- [What is expected]: Copy out, word for word, the part of the records that opens with the line containing "Locate any cluster" and closes at the end of the records.

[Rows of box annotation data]
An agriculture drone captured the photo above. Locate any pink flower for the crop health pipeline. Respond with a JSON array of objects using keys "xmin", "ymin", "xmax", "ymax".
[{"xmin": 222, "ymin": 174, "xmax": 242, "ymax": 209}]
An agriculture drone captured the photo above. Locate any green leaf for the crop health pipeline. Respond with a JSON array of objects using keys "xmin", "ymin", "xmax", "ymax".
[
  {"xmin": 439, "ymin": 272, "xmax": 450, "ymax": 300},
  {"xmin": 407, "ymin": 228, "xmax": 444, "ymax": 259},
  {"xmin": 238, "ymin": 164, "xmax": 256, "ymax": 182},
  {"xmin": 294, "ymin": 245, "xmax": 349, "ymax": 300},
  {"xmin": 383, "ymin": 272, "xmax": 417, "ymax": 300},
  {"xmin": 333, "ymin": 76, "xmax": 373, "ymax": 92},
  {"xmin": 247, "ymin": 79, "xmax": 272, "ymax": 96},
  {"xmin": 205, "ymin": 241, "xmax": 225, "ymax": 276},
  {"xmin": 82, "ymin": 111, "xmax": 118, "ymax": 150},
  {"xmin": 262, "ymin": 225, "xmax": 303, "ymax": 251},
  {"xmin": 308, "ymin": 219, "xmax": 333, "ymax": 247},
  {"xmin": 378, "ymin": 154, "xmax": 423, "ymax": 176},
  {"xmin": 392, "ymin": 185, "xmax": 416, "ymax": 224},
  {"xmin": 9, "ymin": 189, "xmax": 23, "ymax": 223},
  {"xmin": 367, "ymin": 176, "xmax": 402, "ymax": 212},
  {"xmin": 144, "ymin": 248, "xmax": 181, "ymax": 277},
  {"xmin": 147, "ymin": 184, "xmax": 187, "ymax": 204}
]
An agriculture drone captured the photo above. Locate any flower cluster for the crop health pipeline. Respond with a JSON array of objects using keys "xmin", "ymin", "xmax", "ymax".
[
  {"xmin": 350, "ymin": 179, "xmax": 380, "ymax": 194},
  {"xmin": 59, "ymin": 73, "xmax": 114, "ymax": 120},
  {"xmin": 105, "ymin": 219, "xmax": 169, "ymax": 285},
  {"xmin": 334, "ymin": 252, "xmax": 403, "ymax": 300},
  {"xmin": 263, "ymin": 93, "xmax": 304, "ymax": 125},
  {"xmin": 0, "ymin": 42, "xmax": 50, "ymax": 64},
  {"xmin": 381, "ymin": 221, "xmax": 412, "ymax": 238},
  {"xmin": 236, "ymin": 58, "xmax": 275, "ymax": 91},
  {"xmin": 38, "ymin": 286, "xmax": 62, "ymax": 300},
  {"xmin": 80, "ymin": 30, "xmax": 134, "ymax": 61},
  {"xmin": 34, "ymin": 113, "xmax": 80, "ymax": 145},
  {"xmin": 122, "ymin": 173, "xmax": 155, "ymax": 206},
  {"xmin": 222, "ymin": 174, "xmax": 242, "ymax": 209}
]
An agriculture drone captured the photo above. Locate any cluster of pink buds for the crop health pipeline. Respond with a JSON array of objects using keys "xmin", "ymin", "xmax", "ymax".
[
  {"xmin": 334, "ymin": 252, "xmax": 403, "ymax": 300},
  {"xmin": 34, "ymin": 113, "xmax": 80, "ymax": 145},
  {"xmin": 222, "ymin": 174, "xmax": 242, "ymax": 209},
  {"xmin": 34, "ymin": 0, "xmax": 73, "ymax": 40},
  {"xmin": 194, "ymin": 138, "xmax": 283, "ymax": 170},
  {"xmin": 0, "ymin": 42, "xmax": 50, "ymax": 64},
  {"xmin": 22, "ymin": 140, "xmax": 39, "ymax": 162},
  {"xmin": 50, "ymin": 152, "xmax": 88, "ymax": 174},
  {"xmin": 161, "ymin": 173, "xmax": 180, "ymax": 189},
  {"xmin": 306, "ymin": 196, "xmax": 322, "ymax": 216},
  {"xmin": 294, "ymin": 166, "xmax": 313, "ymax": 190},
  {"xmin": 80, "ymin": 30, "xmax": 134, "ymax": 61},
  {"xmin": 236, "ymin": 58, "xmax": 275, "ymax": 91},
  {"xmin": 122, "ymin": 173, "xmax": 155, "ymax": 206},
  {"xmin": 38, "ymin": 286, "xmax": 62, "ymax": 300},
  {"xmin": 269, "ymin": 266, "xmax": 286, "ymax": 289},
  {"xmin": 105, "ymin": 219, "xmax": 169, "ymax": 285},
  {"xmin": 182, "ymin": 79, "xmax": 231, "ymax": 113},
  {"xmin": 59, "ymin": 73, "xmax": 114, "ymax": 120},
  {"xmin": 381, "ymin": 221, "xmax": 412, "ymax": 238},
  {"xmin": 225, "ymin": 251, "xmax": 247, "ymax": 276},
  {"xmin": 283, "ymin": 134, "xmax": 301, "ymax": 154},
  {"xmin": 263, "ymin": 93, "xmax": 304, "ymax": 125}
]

- [Expected answer]:
An agriculture drone captured the photo above. Locate any cluster of pink buds for the crop health pipeline. Respond with a JSON array of objects using keys "xmin", "ymin", "xmax", "ymax".
[
  {"xmin": 334, "ymin": 252, "xmax": 403, "ymax": 300},
  {"xmin": 34, "ymin": 113, "xmax": 80, "ymax": 145},
  {"xmin": 222, "ymin": 174, "xmax": 242, "ymax": 209},
  {"xmin": 34, "ymin": 0, "xmax": 73, "ymax": 40},
  {"xmin": 194, "ymin": 138, "xmax": 283, "ymax": 170},
  {"xmin": 0, "ymin": 42, "xmax": 50, "ymax": 64},
  {"xmin": 22, "ymin": 140, "xmax": 39, "ymax": 162},
  {"xmin": 50, "ymin": 152, "xmax": 88, "ymax": 174},
  {"xmin": 161, "ymin": 173, "xmax": 180, "ymax": 189},
  {"xmin": 306, "ymin": 196, "xmax": 322, "ymax": 216},
  {"xmin": 294, "ymin": 166, "xmax": 313, "ymax": 190},
  {"xmin": 80, "ymin": 30, "xmax": 134, "ymax": 61},
  {"xmin": 236, "ymin": 58, "xmax": 275, "ymax": 91},
  {"xmin": 122, "ymin": 173, "xmax": 155, "ymax": 206},
  {"xmin": 38, "ymin": 286, "xmax": 62, "ymax": 300},
  {"xmin": 269, "ymin": 266, "xmax": 286, "ymax": 289},
  {"xmin": 105, "ymin": 219, "xmax": 169, "ymax": 285},
  {"xmin": 182, "ymin": 79, "xmax": 231, "ymax": 113},
  {"xmin": 59, "ymin": 73, "xmax": 114, "ymax": 120},
  {"xmin": 381, "ymin": 221, "xmax": 412, "ymax": 238},
  {"xmin": 225, "ymin": 251, "xmax": 247, "ymax": 276},
  {"xmin": 283, "ymin": 134, "xmax": 301, "ymax": 154},
  {"xmin": 263, "ymin": 93, "xmax": 304, "ymax": 125}
]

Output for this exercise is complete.